_Page excerpt_
^^^^^^^^

“The Future and Relevance of Opposition Politics in Zimbabwe after the 2013 Elections”.
A presentation to the Mass Public Opinion Institute’s (MPOI) Public Seminar, Thursday 26 September 2013, New Ambassador Hotel, Harare, Zimbabwe.
By Takura Zhangazha*
Let me begin by expressing my gratitude, as always to MPOI for inviting me to participate in this important debate concerning the future of opposition politics in Zimbabwe. As the title of the matter to be debated openly implies, it is a future that is being considered particularly in the aftermath of the July 31 2013 harmonised election. The reasons why the question is relevant relates to two things.
Firstly that the political opposition in Zimbabwe, which historically was at its strongest since 1999 and particularly in 2008, seems to be on the back foot. Assumptions of an inevitable victory or alternatively, movement from opposition to ruling party status appear to have been quashed by the disputed but politically accepted result of our most recent national election. Secondly, the issue of the status of the opposition and its future is emerging not only in relation to the existence of the mainstream opposition , the Movement for Democratic Change (MDC-T), but as a generalized query as to whether there can be a viable, vibrant and potentially election winning opposite end of Zanu Pf in Zimbabwe.
Both considerations will evoke political emotion in many an opposition party supporter. Some who may not want to have all their sacrifices appear to have come to naught will defend to the hilt the current mainstream political opposition parties. It is an understandable reaction to any attempts to seek to analyse the reasons for the current state of affairs in the opposing political parties. Others who are sympathetic to the ruling party will argue that where the opposition finds itself now is a political tragedy of its own making.
They will over analyze the weaknesses of the mainstream opposition and claim that it was not grounded in the people. Or alternatively that it did not campaign adequately for the hearts and minds of the masses. This is also an understandable assertion given the right of every Zimbabwean to an opinion even if it is a biased one.
A departure point however would be to assess the opposition politics with an understanding that it will always exist in Zimbabwe and that it will not always be victorious. In fact the key issue is that there must always be an opposition to whatever government in power, not only in order for the replacement of the latter but also for critical and popular oversight. So I must make this particular point with emphasis. The opposition does not exist solely for the purposes of power acquisition, except only in cases where it claims to be leading a revolution, particularly in the short term.
The opposition in Zimbabwe has never laid claim to leading a revolution. It has talked of democracy, the struggle, but not revolution. And therefore, it has fundamentally been a collection of those that oppose not in order to transform Zimbabwean society, but to replace those in power. This has been a key characteristic of the mainstream opposition since independence and it is not a bad thing in and of itself.
The only problem that this tendency has faced is that of the long incumbency of the ruling party and its claim to be a revolutionary which in its own reasoning makes it somewhat unassailable.
This has regrettably led to the contemporary opposition in Zimbabwe taking the well trodden path of them versus us and no other particularly issue to oppose each other about.
It is an analysis that some will refute to the extent of bringing out manifestos to try and offer or prove themselves as an alternative. The truth of the matter is that the lived political realities on the ground indicate that the practices and strategies of the parties are all too similar. That is why for example, the patronage component appeared to have triumphed in the last elections with allegations of vote buying being placed before the Electoral Court.

^^^^^^^^

_Instruction_
According to the presentation on opposition politics in Zimbabwe, what has the opposition in Zimbabwe never claimed to be leading?

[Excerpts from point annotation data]
^^^^^^^^

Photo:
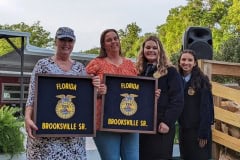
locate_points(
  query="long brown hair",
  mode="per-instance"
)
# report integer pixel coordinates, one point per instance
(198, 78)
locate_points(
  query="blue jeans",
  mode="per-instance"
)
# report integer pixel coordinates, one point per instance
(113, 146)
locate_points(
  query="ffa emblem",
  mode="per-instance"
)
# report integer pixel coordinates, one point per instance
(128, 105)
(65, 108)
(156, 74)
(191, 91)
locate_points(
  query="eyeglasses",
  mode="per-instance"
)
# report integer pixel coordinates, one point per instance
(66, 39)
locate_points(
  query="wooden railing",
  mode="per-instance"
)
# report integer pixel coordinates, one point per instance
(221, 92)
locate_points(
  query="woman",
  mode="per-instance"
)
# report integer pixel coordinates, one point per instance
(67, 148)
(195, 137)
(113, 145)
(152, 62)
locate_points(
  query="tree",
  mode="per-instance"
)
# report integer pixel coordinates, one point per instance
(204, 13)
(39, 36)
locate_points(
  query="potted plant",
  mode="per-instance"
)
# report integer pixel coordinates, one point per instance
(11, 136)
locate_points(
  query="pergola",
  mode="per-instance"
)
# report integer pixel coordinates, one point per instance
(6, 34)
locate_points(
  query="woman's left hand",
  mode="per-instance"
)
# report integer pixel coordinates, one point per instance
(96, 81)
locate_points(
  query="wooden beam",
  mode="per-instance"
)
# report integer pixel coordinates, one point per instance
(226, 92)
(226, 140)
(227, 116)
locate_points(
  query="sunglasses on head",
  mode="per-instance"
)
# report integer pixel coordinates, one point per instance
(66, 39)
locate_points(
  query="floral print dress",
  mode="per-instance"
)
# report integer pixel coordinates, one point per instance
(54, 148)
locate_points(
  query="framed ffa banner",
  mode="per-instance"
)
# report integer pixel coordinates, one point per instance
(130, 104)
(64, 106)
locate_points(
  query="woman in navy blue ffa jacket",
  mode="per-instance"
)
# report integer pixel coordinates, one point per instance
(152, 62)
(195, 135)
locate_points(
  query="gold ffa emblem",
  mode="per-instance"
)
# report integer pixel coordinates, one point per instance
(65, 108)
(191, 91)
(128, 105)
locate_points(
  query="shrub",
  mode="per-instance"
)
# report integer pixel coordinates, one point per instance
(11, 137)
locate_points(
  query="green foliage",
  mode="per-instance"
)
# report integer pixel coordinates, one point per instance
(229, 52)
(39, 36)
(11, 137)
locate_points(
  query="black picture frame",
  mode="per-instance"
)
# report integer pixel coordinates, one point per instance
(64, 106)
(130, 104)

^^^^^^^^

_Result_
A revolution.